= THE PROBLEM =
Return, verbatim, the lines of the records below from the line containing "Where can you find the eyeglasses?" through the line containing "<point>384,157</point>", and nothing else.

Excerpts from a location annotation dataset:
»»

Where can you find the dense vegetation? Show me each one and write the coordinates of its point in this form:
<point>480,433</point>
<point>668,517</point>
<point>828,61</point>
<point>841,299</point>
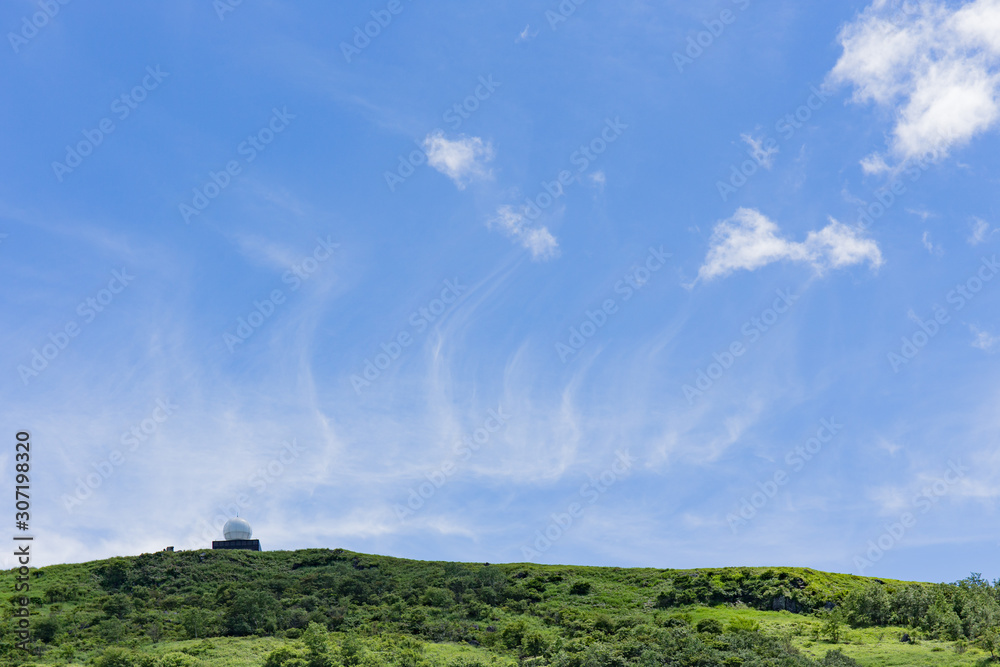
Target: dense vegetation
<point>321,608</point>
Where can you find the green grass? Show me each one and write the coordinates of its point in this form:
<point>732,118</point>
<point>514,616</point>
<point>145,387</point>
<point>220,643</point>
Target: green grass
<point>424,614</point>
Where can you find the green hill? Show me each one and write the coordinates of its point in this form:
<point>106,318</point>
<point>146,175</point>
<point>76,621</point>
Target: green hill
<point>321,607</point>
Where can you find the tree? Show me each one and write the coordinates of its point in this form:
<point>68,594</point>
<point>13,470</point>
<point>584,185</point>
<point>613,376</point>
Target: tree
<point>351,651</point>
<point>317,640</point>
<point>868,606</point>
<point>990,641</point>
<point>47,628</point>
<point>251,612</point>
<point>832,627</point>
<point>197,623</point>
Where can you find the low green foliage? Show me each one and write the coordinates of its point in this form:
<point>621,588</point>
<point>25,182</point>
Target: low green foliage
<point>333,608</point>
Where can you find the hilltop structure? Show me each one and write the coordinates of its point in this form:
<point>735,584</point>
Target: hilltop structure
<point>237,533</point>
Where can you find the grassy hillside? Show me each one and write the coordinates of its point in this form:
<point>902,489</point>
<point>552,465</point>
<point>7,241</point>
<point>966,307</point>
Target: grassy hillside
<point>319,607</point>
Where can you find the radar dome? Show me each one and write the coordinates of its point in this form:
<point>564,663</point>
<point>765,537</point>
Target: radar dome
<point>237,529</point>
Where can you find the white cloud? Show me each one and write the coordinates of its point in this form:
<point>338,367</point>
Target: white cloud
<point>538,240</point>
<point>526,34</point>
<point>461,160</point>
<point>931,248</point>
<point>984,340</point>
<point>749,241</point>
<point>935,66</point>
<point>763,156</point>
<point>980,231</point>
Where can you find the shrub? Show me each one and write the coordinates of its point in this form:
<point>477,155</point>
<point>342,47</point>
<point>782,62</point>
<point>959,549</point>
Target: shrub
<point>119,657</point>
<point>176,659</point>
<point>741,624</point>
<point>837,659</point>
<point>438,597</point>
<point>868,606</point>
<point>47,628</point>
<point>250,612</point>
<point>711,626</point>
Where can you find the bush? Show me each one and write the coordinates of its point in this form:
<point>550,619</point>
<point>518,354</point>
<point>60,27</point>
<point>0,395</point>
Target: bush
<point>741,624</point>
<point>868,606</point>
<point>119,657</point>
<point>176,659</point>
<point>251,612</point>
<point>438,597</point>
<point>47,628</point>
<point>283,657</point>
<point>711,626</point>
<point>837,659</point>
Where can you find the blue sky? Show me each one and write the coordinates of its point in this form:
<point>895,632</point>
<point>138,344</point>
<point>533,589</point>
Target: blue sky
<point>649,284</point>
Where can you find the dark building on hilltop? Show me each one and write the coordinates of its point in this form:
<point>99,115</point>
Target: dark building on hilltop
<point>237,533</point>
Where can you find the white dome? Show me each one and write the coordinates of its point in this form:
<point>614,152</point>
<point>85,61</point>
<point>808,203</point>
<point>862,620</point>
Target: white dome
<point>237,529</point>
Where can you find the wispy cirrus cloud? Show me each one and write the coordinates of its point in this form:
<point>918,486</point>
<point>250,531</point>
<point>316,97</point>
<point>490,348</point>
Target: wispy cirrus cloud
<point>981,231</point>
<point>537,240</point>
<point>462,160</point>
<point>749,241</point>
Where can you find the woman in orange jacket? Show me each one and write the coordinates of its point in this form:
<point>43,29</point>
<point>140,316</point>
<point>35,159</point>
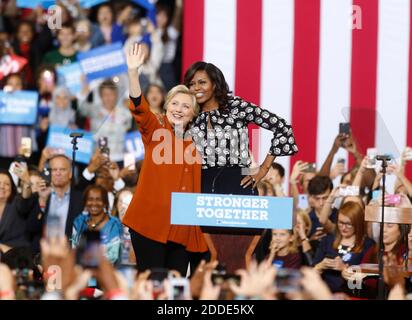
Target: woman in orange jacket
<point>171,164</point>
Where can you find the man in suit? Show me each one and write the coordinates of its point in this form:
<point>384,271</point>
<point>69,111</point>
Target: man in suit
<point>57,205</point>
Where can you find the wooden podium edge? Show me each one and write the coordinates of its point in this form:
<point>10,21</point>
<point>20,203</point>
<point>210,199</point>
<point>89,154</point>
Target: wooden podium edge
<point>248,254</point>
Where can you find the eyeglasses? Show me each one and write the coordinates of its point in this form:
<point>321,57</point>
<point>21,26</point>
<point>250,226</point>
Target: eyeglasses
<point>345,224</point>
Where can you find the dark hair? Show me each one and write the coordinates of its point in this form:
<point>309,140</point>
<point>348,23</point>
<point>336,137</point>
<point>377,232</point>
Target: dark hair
<point>215,75</point>
<point>13,186</point>
<point>67,25</point>
<point>102,191</point>
<point>279,168</point>
<point>319,184</point>
<point>108,84</point>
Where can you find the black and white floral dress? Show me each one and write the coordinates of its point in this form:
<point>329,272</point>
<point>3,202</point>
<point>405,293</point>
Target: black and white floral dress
<point>226,144</point>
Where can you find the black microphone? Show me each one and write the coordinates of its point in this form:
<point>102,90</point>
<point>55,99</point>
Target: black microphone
<point>76,135</point>
<point>384,157</point>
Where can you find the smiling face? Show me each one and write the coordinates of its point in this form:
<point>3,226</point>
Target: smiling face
<point>202,87</point>
<point>180,110</point>
<point>346,227</point>
<point>281,238</point>
<point>94,203</point>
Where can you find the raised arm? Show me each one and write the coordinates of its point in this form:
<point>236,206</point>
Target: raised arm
<point>135,59</point>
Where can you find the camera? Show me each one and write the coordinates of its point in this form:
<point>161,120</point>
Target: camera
<point>288,280</point>
<point>88,251</point>
<point>344,128</point>
<point>348,191</point>
<point>311,168</point>
<point>179,289</point>
<point>392,199</point>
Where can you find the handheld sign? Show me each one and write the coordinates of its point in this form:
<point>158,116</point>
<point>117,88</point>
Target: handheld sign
<point>236,211</point>
<point>71,77</point>
<point>103,62</point>
<point>59,138</point>
<point>19,107</point>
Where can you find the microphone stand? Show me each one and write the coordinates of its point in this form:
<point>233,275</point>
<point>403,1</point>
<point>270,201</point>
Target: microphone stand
<point>74,136</point>
<point>381,283</point>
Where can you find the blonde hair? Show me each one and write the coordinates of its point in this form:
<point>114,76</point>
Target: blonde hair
<point>184,90</point>
<point>306,219</point>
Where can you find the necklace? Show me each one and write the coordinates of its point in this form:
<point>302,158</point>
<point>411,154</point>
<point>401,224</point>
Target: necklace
<point>95,225</point>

««

= ANSWER TO THIS TASK =
Where can you find the eyeglasses? Show me each one and write the coordinates of its point in this form:
<point>321,57</point>
<point>21,26</point>
<point>250,226</point>
Target: eyeglasses
<point>345,224</point>
Where can you find the dark hair? Show me each one and write the coordinates of its point in this form:
<point>309,140</point>
<point>348,23</point>
<point>336,137</point>
<point>377,232</point>
Target: dark hair
<point>215,75</point>
<point>13,186</point>
<point>67,25</point>
<point>102,191</point>
<point>279,168</point>
<point>319,184</point>
<point>108,84</point>
Where can you find the black and white floral dress? Show me each one and write the coordinates of its point in this form:
<point>329,272</point>
<point>3,202</point>
<point>405,293</point>
Target: black and white floral dress
<point>226,144</point>
Where can you find the black microphone? Show me each one and write the coordinates of its point in this form:
<point>102,90</point>
<point>55,99</point>
Target: black microphone
<point>76,135</point>
<point>384,157</point>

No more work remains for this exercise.